┏━━

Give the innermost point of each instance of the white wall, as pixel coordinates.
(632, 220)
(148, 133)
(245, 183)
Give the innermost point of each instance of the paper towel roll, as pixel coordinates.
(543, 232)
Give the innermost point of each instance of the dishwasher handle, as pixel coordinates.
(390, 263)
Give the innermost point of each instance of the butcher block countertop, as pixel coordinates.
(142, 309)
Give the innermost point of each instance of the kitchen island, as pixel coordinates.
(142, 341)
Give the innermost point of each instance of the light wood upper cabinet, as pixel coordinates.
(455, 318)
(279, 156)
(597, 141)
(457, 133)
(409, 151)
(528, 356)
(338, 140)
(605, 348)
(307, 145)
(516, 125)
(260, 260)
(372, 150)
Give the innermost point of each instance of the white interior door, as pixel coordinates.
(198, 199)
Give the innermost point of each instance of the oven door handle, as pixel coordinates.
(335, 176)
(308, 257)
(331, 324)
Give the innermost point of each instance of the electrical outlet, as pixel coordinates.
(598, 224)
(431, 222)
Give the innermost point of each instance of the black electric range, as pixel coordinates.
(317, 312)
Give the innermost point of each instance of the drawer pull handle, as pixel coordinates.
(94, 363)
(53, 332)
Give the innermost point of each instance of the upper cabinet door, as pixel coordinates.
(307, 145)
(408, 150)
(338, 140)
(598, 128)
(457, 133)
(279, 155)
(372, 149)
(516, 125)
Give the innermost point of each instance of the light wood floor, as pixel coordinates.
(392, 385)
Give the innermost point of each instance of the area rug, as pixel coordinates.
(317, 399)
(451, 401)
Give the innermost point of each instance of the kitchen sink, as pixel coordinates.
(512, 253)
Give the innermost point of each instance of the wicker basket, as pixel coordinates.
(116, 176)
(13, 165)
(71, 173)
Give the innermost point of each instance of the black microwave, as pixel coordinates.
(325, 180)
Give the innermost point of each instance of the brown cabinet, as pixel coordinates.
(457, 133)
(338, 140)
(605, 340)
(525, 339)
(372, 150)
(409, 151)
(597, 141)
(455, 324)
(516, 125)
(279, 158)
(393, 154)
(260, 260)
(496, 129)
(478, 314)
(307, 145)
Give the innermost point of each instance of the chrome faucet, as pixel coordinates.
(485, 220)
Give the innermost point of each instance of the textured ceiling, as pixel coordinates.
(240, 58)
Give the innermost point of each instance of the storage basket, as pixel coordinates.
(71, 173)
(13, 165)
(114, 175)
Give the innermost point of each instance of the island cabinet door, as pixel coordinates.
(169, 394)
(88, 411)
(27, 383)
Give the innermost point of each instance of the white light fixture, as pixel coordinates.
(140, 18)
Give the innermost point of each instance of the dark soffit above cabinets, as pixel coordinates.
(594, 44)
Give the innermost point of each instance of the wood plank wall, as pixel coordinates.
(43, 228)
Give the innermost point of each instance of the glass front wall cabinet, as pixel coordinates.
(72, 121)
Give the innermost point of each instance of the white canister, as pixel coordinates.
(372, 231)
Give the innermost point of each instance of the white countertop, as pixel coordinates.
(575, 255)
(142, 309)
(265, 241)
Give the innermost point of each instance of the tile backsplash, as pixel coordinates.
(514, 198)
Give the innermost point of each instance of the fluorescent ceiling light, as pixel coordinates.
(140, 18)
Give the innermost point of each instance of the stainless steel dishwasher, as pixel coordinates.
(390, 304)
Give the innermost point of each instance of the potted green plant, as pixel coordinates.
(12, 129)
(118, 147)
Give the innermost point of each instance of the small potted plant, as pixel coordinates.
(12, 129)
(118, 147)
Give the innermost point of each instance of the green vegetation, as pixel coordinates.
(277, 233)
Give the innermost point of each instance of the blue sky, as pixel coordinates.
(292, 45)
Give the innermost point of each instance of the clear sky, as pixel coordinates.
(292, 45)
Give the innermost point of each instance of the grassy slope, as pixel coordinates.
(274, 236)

┗━━

Requirement ▸
Lay out every item above as a two-column CSV with the header row text,points, one row per item. Put the item's text in the first field and its answer in the second, quote both fields, and turn any line breaks into spaces.

Answer to the problem ▸
text,points
"Give the innermost point of each instance of the white wall, as pixel coordinates.","(632, 220) (148, 133) (245, 183)"
"Give the innermost point of each instance of the paper towel roll, as pixel coordinates.","(543, 232)"
"Give the innermost point of each instance of the dishwasher handle, as pixel coordinates.","(390, 263)"
"Give the innermost point of each instance of the butcher block countertop, as pixel coordinates.","(142, 309)"
"Give the innermost point of each instance of the kitchen island, as pixel coordinates.","(142, 341)"
"Give the innermost point of each instance of the light wood upper cabinet, as pixel coordinates.","(455, 318) (279, 156) (597, 141) (457, 133) (409, 151) (528, 356) (338, 140) (605, 348) (307, 145) (516, 125) (260, 260) (372, 150)"
"Give the innermost point of each instance of the white interior door, as pixel coordinates.","(198, 199)"
"Give the innermost point of each instance of the oven door handle, as pixel coordinates.","(335, 176) (308, 257) (331, 324)"
"Give the innermost point of each instance of the electrical outlet, as pixel coordinates.","(598, 224) (431, 222)"
"Give the innermost point of each instance of the black electric range, as pixel coordinates.","(317, 312)"
"Give the innermost point of each instance of the drawer pull handle, as pixel coordinates.","(94, 363) (53, 332)"
"Give the innermost point of each instance of the upper cabinet door, as pixel coordinates.","(307, 145) (408, 150) (338, 140) (598, 128) (457, 133) (279, 155) (372, 149) (516, 125)"
"Give the innermost point of each instance of the light wood floor, as pixel coordinates.","(392, 385)"
"Give the innermost point of each instance of the area rug, as pixel coordinates.","(317, 399) (451, 401)"
"Give the innermost point of each instance of the kitchen sink, as pixel coordinates.","(512, 253)"
"Give the innermost point of each instance of the wicker basket, as pixel coordinates.","(116, 176) (13, 165) (71, 173)"
"Give the innermost point of each instance of the black microwave, as pixel coordinates.","(325, 180)"
"Give the innermost point of each instance of the brown cabinet, as pixel coordinates.","(457, 133) (338, 140) (605, 340) (525, 339) (372, 150) (409, 151) (597, 141) (455, 324) (516, 125) (279, 158) (393, 154) (260, 260) (496, 129) (478, 314) (307, 145)"
"Give the innermost point of each instance of the chrome faucet, as pixel coordinates.","(485, 220)"
"Give the innermost point of each instance of the textured ceiling, as pixel coordinates.","(240, 58)"
"Give the innermost point of each instance of the storage basket, as pixel coordinates.","(71, 173) (13, 165) (114, 175)"
"Give the innermost point of each instance of the island cabinet door, as pixel coordinates.","(169, 394) (88, 411) (27, 383)"
"Give the innermost point of each instance of the white light fixture, as pixel coordinates.","(140, 18)"
"Give the innermost point of each instance of the dark soffit above cabinets, as pixel coordinates.","(594, 44)"
"Give the innermost point of each instance of the wood plank wall, as pixel coordinates.","(43, 228)"
"Give the innermost point of each instance of the glass front wall cabinet, as pixel coordinates.","(72, 121)"
"Give the innermost point of each instance of the white canister, as pixel coordinates.","(372, 231)"
"Give the innermost point of each instance of the white countertop, as pixel coordinates.","(575, 255) (142, 309) (265, 241)"
"Give the innermost point of each instance of the tile backsplash, as pixel coordinates.","(514, 198)"
"Give the innermost point of each instance of the fluorescent ceiling light, as pixel coordinates.","(140, 18)"
"Give the innermost point of each instance of the stainless steel dishwasher, as pixel coordinates.","(390, 304)"
"Give the innermost point of each instance of the potted green plant, as pixel coordinates.","(12, 129) (118, 147)"
"Give the innermost point of each instance of the small potted plant, as pixel coordinates.","(12, 129) (118, 147)"
"Give the innermost point of each instance of the green vegetation, as pixel coordinates.","(277, 233)"
"Give the innermost point of each instance of the blue sky, as pixel coordinates.","(292, 45)"
"Give the innermost point of each instance of the clear sky, as pixel coordinates.","(292, 45)"
"Give the innermost point of each instance of the grassy slope, as pixel coordinates.","(274, 236)"